◆ **Work instruction**
Stop at the line containing "box: [122, 87, 372, 230]": repeat exactly every line of the entries below from the first up to it, plus that line, with pictures omitted.
══ Data for review ══
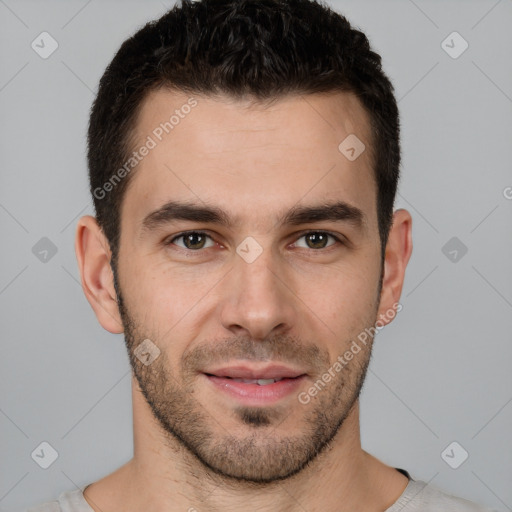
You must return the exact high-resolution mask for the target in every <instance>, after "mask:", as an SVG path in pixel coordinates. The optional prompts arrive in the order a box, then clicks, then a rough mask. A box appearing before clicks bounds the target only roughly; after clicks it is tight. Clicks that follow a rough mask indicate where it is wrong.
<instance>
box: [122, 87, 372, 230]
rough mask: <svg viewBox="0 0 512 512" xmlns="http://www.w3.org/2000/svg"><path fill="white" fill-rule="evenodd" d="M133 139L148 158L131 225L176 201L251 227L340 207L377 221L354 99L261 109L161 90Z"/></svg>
mask: <svg viewBox="0 0 512 512" xmlns="http://www.w3.org/2000/svg"><path fill="white" fill-rule="evenodd" d="M132 140H133V141H134V143H133V150H134V151H136V152H137V153H139V158H140V153H141V152H144V153H145V156H143V157H142V158H140V161H138V163H137V164H136V166H135V168H134V170H133V171H132V172H133V175H132V176H131V181H130V185H129V187H128V189H127V191H126V194H125V198H124V200H123V207H122V216H121V218H122V219H127V222H129V224H140V223H141V221H142V219H143V218H144V217H145V216H147V214H148V212H150V211H152V210H155V209H157V208H158V207H160V206H161V205H163V204H165V203H167V202H169V201H172V200H190V201H193V202H194V203H198V202H204V203H208V204H211V205H216V206H218V207H219V208H221V209H222V210H224V211H226V212H232V214H233V217H235V216H236V218H237V219H238V220H240V221H241V222H243V221H244V219H245V220H247V221H248V222H249V220H250V222H251V223H252V224H253V226H263V225H264V224H266V223H267V221H268V222H272V218H274V219H275V218H276V217H277V216H282V215H283V214H284V213H285V212H286V210H287V209H288V208H292V207H293V206H294V205H297V204H298V203H299V202H300V203H304V204H319V203H321V202H326V201H329V200H340V199H341V200H344V201H345V202H347V203H348V204H352V205H354V206H356V207H358V208H359V209H361V210H363V211H364V212H365V214H366V215H367V216H368V217H369V218H370V220H371V219H373V218H374V217H375V216H376V210H375V203H376V195H375V194H376V188H375V182H374V177H373V171H372V158H371V139H370V128H369V119H368V116H367V113H366V111H365V110H364V108H363V106H362V104H361V103H360V101H359V100H358V99H357V98H356V97H355V95H353V94H351V93H336V94H329V95H326V94H323V95H320V94H315V95H302V96H299V95H295V96H288V97H285V98H282V99H279V100H276V101H274V102H273V103H271V104H270V105H269V104H267V105H262V104H261V103H255V102H254V101H253V100H235V99H233V98H229V97H226V96H217V97H212V96H208V97H206V96H201V95H187V94H185V93H183V92H176V91H169V90H165V89H160V90H158V91H154V92H152V93H151V94H150V95H149V96H148V97H147V98H146V100H145V101H144V103H143V104H142V106H141V109H140V113H139V116H138V119H137V123H136V126H135V129H134V131H133V137H132ZM363 144H364V146H363ZM142 146H147V147H151V149H149V150H148V151H140V150H141V147H142ZM362 148H364V150H363V151H362V152H361V154H360V155H359V156H357V153H359V151H361V150H362ZM347 149H348V150H349V152H348V153H347ZM352 149H354V151H352ZM354 152H356V154H355V156H357V158H355V159H354V158H353V156H354ZM349 157H350V158H349ZM251 212H252V213H251ZM266 214H268V215H266Z"/></svg>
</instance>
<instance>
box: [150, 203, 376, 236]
mask: <svg viewBox="0 0 512 512" xmlns="http://www.w3.org/2000/svg"><path fill="white" fill-rule="evenodd" d="M176 220H185V221H192V222H197V223H207V224H218V225H220V226H224V227H227V228H231V227H233V226H234V225H235V224H236V219H235V220H233V219H231V218H230V216H229V214H228V213H227V212H225V211H224V210H222V209H221V208H219V207H217V206H209V205H200V204H197V203H191V202H181V201H169V202H167V203H165V204H164V205H163V206H161V207H160V208H158V209H156V210H154V211H153V212H151V213H149V214H148V215H146V216H145V217H144V219H143V221H142V230H141V234H143V233H145V232H150V231H153V230H156V229H158V228H160V227H162V226H164V225H166V224H169V223H171V222H173V221H176ZM322 221H333V222H347V223H349V224H352V225H353V226H355V227H357V228H362V227H363V226H365V225H366V223H367V221H366V216H365V214H364V213H363V211H362V210H360V209H359V208H357V207H356V206H352V205H350V204H348V203H346V202H345V201H335V202H330V203H329V202H327V203H324V204H319V205H312V206H305V205H296V206H294V207H292V208H291V209H290V210H289V211H287V212H285V213H284V214H282V215H280V216H279V217H278V219H277V224H278V225H281V226H298V225H301V224H310V223H315V222H322Z"/></svg>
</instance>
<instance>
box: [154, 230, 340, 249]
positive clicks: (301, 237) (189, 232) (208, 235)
mask: <svg viewBox="0 0 512 512" xmlns="http://www.w3.org/2000/svg"><path fill="white" fill-rule="evenodd" d="M311 233H314V234H320V235H327V236H330V237H331V238H334V240H335V241H336V242H337V243H338V244H340V245H345V244H344V242H343V241H342V240H341V239H340V238H339V237H338V236H336V235H334V234H333V233H331V232H329V231H323V230H309V231H304V232H301V233H299V236H298V238H297V240H299V239H301V238H303V237H305V236H306V235H309V234H311ZM190 234H196V235H202V236H206V237H208V238H210V239H211V240H213V238H212V237H211V235H209V234H208V233H206V232H205V231H184V232H183V233H180V234H179V235H176V236H174V237H173V238H171V239H170V240H169V239H168V241H166V242H164V245H166V246H168V245H173V242H174V241H175V240H178V239H180V238H183V237H185V236H187V235H190ZM335 245H336V244H332V245H329V246H327V247H324V248H321V249H307V250H310V251H313V252H321V251H326V250H327V249H330V248H332V247H334V246H335ZM176 247H177V249H178V250H181V251H185V252H186V253H188V254H193V253H200V252H202V251H204V250H205V249H197V250H193V249H187V248H183V247H179V246H176ZM206 249H211V247H207V248H206Z"/></svg>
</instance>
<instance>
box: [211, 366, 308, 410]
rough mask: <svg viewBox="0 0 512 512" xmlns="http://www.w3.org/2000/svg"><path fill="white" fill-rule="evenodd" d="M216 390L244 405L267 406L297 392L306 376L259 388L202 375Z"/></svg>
mask: <svg viewBox="0 0 512 512" xmlns="http://www.w3.org/2000/svg"><path fill="white" fill-rule="evenodd" d="M203 375H204V376H205V377H206V378H207V379H208V380H209V381H210V382H211V383H212V384H213V385H214V386H215V387H216V388H217V389H219V390H221V391H223V392H225V393H226V394H228V395H230V396H232V397H233V398H235V399H236V400H237V401H238V402H242V403H244V404H245V405H267V404H272V403H275V402H277V401H278V400H280V399H282V398H284V397H286V396H289V395H291V394H292V393H294V392H297V391H298V389H299V388H300V386H301V385H302V383H303V382H304V379H305V378H306V375H301V376H299V377H295V378H294V379H282V380H280V381H277V382H274V383H273V384H266V385H263V386H260V385H259V384H249V383H245V382H236V381H234V380H233V379H228V378H227V377H217V376H215V375H206V374H203Z"/></svg>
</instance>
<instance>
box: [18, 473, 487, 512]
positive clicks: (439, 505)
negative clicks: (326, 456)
mask: <svg viewBox="0 0 512 512" xmlns="http://www.w3.org/2000/svg"><path fill="white" fill-rule="evenodd" d="M397 469H398V468H397ZM398 471H400V472H401V473H403V474H405V475H406V476H407V477H408V478H409V484H408V485H407V487H406V488H405V489H404V492H403V493H402V494H401V495H400V497H399V498H398V500H397V501H396V502H395V503H394V504H393V505H391V507H389V508H388V509H387V510H386V511H385V512H441V511H442V512H493V511H492V510H491V509H489V508H486V507H483V506H481V505H477V504H476V503H473V502H471V501H468V500H465V499H463V498H457V497H456V496H451V495H450V494H446V493H444V492H443V491H441V490H439V489H437V488H436V487H433V486H431V485H427V484H426V483H425V482H422V481H421V480H414V479H413V478H411V476H410V475H409V473H407V471H405V470H403V469H398ZM85 487H86V486H84V487H83V488H82V489H77V490H75V491H65V492H63V493H61V494H60V496H59V498H58V500H56V501H50V502H48V503H43V504H41V505H38V506H36V507H32V508H29V509H27V510H26V511H25V512H94V511H93V509H92V508H91V507H90V505H89V504H88V503H87V501H85V498H84V496H83V489H85Z"/></svg>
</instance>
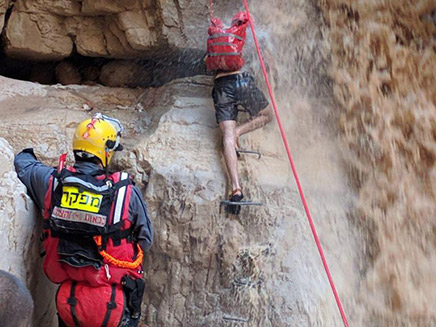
═══
◆ **Task answer**
You must return the exact high-resolution mask for the target in every <instance>, after "mask:", as an SVG path in pixel coordinates. The optional prompts arrive in the order a box, then clicks, then a rough mask. A box appearing before clicks bounds the target only roughly; after clicks it is tight. Clicks that follow a rough mask indicate where it is wrong.
<instance>
box: [122, 87, 372, 230]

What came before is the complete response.